***** SUPPLIED RECORDS *****
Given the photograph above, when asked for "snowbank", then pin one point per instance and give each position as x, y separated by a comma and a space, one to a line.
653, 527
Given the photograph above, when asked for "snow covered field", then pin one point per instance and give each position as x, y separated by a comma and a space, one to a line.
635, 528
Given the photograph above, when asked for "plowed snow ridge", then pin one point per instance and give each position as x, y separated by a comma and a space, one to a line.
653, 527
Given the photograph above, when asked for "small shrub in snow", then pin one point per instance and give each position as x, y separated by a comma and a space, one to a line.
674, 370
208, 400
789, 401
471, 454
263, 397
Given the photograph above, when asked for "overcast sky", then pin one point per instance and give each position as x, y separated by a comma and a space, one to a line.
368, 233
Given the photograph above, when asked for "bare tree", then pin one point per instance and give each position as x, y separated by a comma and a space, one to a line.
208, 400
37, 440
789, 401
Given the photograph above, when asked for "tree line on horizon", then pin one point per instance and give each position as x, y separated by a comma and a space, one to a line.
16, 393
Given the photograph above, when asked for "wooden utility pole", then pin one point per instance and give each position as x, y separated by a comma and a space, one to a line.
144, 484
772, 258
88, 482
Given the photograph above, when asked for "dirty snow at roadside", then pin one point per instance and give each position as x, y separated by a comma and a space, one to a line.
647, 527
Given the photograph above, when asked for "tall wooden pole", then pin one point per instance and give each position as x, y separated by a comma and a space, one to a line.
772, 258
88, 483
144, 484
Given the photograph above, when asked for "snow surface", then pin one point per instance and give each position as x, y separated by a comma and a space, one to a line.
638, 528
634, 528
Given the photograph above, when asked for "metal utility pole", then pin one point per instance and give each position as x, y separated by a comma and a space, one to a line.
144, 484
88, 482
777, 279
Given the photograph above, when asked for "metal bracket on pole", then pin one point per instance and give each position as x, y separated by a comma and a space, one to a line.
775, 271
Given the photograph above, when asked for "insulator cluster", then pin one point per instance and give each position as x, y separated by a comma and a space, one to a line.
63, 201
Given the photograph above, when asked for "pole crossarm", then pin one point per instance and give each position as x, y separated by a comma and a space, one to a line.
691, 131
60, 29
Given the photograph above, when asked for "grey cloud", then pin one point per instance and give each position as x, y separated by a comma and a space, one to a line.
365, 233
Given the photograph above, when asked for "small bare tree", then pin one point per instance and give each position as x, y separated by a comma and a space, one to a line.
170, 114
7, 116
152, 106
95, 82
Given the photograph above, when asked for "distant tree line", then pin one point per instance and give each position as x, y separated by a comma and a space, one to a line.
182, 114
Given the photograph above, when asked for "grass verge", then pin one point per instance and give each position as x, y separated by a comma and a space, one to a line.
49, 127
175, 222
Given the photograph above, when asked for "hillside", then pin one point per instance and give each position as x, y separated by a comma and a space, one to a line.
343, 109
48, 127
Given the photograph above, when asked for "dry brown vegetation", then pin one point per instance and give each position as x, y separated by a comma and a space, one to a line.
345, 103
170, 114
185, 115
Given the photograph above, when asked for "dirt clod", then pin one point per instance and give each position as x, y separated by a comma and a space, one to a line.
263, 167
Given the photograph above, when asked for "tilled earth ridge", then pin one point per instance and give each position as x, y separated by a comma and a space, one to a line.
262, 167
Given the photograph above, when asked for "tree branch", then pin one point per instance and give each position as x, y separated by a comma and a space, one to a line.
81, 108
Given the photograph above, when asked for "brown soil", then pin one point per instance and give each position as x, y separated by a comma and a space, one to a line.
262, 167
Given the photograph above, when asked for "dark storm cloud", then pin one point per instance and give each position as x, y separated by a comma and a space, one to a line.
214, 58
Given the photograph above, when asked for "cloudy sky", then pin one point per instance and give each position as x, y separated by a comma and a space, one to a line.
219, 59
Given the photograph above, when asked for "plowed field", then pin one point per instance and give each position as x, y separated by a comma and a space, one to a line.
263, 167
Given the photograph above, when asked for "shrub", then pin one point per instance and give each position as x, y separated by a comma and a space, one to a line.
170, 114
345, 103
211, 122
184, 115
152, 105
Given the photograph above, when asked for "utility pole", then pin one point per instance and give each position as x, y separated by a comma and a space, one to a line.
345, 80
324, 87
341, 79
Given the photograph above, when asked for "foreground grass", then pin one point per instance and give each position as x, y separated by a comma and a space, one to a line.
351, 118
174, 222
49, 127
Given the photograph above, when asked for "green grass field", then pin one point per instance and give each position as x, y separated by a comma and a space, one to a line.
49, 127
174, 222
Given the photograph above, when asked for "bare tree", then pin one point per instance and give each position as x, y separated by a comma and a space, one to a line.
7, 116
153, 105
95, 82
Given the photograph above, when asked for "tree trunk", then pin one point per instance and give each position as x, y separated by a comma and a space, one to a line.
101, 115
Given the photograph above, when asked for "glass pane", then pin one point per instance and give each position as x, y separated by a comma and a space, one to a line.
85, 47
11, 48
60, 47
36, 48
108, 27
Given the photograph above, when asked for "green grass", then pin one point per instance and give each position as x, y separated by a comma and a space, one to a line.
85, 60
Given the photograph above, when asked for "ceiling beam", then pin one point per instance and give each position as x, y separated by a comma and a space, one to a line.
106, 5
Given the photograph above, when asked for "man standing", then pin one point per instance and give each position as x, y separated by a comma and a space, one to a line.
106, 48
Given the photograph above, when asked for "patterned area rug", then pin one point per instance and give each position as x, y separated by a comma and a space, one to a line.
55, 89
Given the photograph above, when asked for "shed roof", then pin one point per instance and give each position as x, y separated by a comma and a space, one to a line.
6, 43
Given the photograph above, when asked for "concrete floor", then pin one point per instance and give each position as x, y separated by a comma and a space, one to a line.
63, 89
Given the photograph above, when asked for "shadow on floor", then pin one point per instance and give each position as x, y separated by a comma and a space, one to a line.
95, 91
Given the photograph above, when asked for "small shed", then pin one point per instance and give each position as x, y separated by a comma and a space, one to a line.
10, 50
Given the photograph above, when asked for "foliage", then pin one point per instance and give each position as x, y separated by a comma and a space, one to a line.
*****
Give back all the records exactly as they stand.

Given the photograph above, when asked for "snowbank", then pin one point per instance and give each position as x, y separated by a comma and a space, one to a line.
653, 527
Given the photograph above, when asked for "snow covered field", then pin one point per instance and give each position as x, y separated by a comma and a space, one to a line.
635, 528
Given the photograph above, when asked for "plowed snow ridge", then pin one point per instance and give each position as x, y separated by a comma and a space, one to a line.
653, 527
Given the photograph above, when asked for "small shrub in snow", then pin one point per instance and give each position as x, y separated by a comma and a space, one to a line.
674, 370
208, 400
789, 401
471, 454
263, 397
Given the photograph above, when asked for "overcast sky", then pin one point per instance and give each position as x, y separated by a comma and a space, one to a line.
368, 233
Given the photograph above, when asked for "bare tree", then pin one point per instance and give each position as x, y separated by a comma and a space, one to a line.
208, 400
37, 440
789, 401
Given the photograph above, when asked for "tree line on horizon", then pin one point per instance and give each position as x, y separated by a comma and a space, one to a line.
16, 393
Given the photograph above, when asked for "wooden utility pole", then pin one point per instance and give each position as x, y separated by a comma and a space, one to a line.
144, 484
772, 258
88, 482
Given the photograph above, when asked for "dirty snow at roadside", then pin one point per instance and give each position as x, y separated by a comma and a space, one to a line.
647, 527
Given the photograph above, when asked for "tall wooden pole", then pin one point per instance and give each position as x, y separated by a comma and a space, one to a line.
772, 258
88, 483
144, 484
Given the photograph above, when asked for "snow surface", then pin one point per instance and give each position as x, y separated by a comma and a space, one to a line.
638, 528
634, 528
Given the photograph above, when asked for "metal utility pole", then pin one point per instance and give each position as x, y separated by a comma and a space, one to a line.
144, 484
88, 482
777, 279
Given the photograph above, when asked for "metal bracket on pole", then pin one point per instance and give each position as x, y separated by a comma and a space, one to a line.
775, 271
Given the photograph above, when asked for "insulator cluster", then pin one point per instance and give each position as x, y separated by a comma and a space, one to a line.
63, 201
Given the photograph above, when asked for "pole crossarm", then pin one point per instance and give each position as x, y separated by a comma and a space, one to a line.
691, 131
60, 29
Given the photograph above, when asked for "grey cloud", then pin one point per instance and give each position as x, y separated by a comma and a space, one to a line.
365, 233
Given the photograph above, when asked for "small bare tree", then pin one point per instance and give each position as x, y separated by a comma and a space, one to a line.
170, 114
7, 116
152, 106
95, 82
Given the photograph above, when asked for "distant tree line", then pin one point per instance and give each position as x, y separated by a comma and a space, one to a line.
182, 114
Given the photograph above, when asked for "grass verge", then pin one point per instance and give each position as x, y separated by a comma and a space, one to a line.
49, 127
175, 222
Given the photograph above, when asked for "hillside", then pin one point per instance and give each position as x, y separated by a comma and a space, one to a line.
343, 109
48, 127
Given the photograph above, when asked for "dry brown vegetation", then pin one point per instance and give each position as x, y separated by a comma and a space, one to a line.
345, 103
170, 114
185, 115
Given the photograph above, when asked for "dirt clod", then pin one point per instance and give each position as x, y separated by a comma and a space, one to a line.
263, 167
Given the photograph above, when asked for "tilled earth ridge", then pin one point per instance and give each position as x, y separated by a comma and a space, one to a line.
262, 167
Given the photograph above, when asked for "tree branch", then pin one point per instance and give each position as x, y separated by a comma and a space, one to a line.
81, 108
Given the photograph above, when asked for "brown soil", then pin one point per instance and give each position as x, y separated by a comma and a space, one to a line.
262, 167
Given the photograph above, when asked for "dark storm cloud", then pin one point per instance and give each position as x, y separated by a comma and a space, one to a line.
214, 58
Given the photograph above, when asked for "cloudy sky", then pin one point per instance and give each position as x, y separated by a comma and a space, one to a line.
219, 59
Given the photograph above, when asked for "plowed field", then pin one point per instance and give each position as x, y separated by a comma and a space, one to a line.
263, 167
Given the photograph above, when asked for "shrub", then pin one point per instance and give each position as x, y separated by a comma and a space, one to a line.
170, 114
345, 103
211, 122
184, 115
152, 105
Given the photograph above, when asked for "utility pole", then pin one point per instance and give each position as x, y separated by a comma and a space, one to a line.
345, 80
324, 87
341, 79
Given the photograph above, when asked for "foreground grass", then pin one point per instance and give each position as x, y separated by a comma and a space, one to a line.
351, 118
174, 222
49, 127
Given the photograph above, when asked for "green grass field", then pin one point per instance and give each position as x, y separated by a comma and a space, one to a line.
49, 127
174, 222
Given the photograph above, when asked for "bare tree", then pin one point per instance and give each position as x, y separated by a comma and a space, one to a line.
7, 116
153, 105
95, 82
Given the photograph above, when asked for "tree trunk", then pin one point per instance and give each position as x, y separated by a comma and a space, one to a line.
101, 115
Given the photograph above, when asked for "glass pane", then pin one point per instance and give each position as x, y separated by a comma and a space, one to a line.
85, 47
11, 48
60, 47
36, 48
108, 27
Given the photograph above, when asked for "green grass", then pin one point per instance and give each position as x, y separated by a comma and a space, one to a line.
85, 60
Given the photograph above, when asked for "ceiling beam", then pin one point per instance and give each position as x, y separated by a comma and a space, one to a line.
106, 5
Given the photograph above, when asked for "man standing", then pin one point per instance and give each position as x, y separated by a comma and a space, one to a line.
106, 48
Given the photograph above, when asked for "patterned area rug", then pin one point per instance and give each position as x, y separated by a comma and a space, one to a line.
55, 89
Given the photograph above, when asked for "shed roof", then pin one point per instance and give each position as x, y separated by a comma and a space, one to a line.
6, 43
Given the photograph above, when asked for "concrete floor", then pin one point per instance and give each position as x, y separated by a comma and a space, one to a line.
63, 89
Given the photograph above, when asked for "shadow on floor", then pin one point per instance and give each position as x, y separated by a comma and a space, one to a line.
95, 91
Given the photograph above, when asked for "small shed", then pin one point per instance and give each position as x, y separated by a comma and a space, one to a line.
10, 50
Given the photograph above, when asked for "foliage", then pin one point per instance and give each position as x, y separated by a comma and a space, one to a line.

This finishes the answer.